GIVEN REQUEST —
Retype every line of the data below exactly as it appears, without the pictures.

## Start MATERIAL TO PROCESS

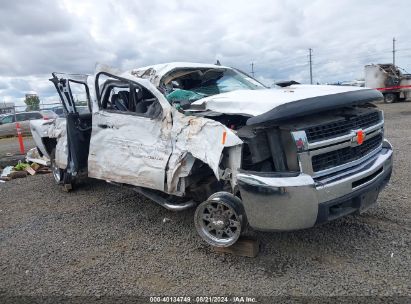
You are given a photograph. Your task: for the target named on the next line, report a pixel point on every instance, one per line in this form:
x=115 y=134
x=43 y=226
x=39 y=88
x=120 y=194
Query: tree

## End MATERIAL TO PROCESS

WRITTEN REPLY —
You are given a photograph. Your task: for the target named on the next line, report a pixel point on every instance, one per line in this form:
x=115 y=134
x=43 y=226
x=39 y=88
x=120 y=194
Query: tree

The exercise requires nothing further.